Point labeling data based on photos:
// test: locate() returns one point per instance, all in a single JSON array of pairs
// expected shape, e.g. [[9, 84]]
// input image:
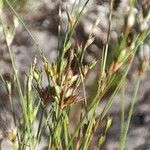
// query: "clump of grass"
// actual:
[[54, 103]]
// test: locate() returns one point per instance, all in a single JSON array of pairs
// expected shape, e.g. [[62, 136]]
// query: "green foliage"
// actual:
[[53, 104]]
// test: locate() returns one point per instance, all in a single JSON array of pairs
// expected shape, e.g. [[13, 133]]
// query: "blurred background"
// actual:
[[41, 17]]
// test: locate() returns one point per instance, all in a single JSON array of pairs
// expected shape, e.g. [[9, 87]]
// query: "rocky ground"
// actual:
[[41, 17]]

TASK DESCRIPTION —
Reproduce the stretch of the records from their start through the line containing "[[53, 104]]", both ends included, leaving out any pictures.

RESULT —
// test: locate() returns one point per instance, all in a single JSON array of pairs
// expected shape, e.g. [[9, 84]]
// input image:
// query: "clump of grass"
// actual:
[[54, 103]]
// test: locate() returns one point per instance, all in a single JSON array of pairs
// expected shape, e.g. [[62, 136]]
// query: "green foliage"
// actual:
[[53, 104]]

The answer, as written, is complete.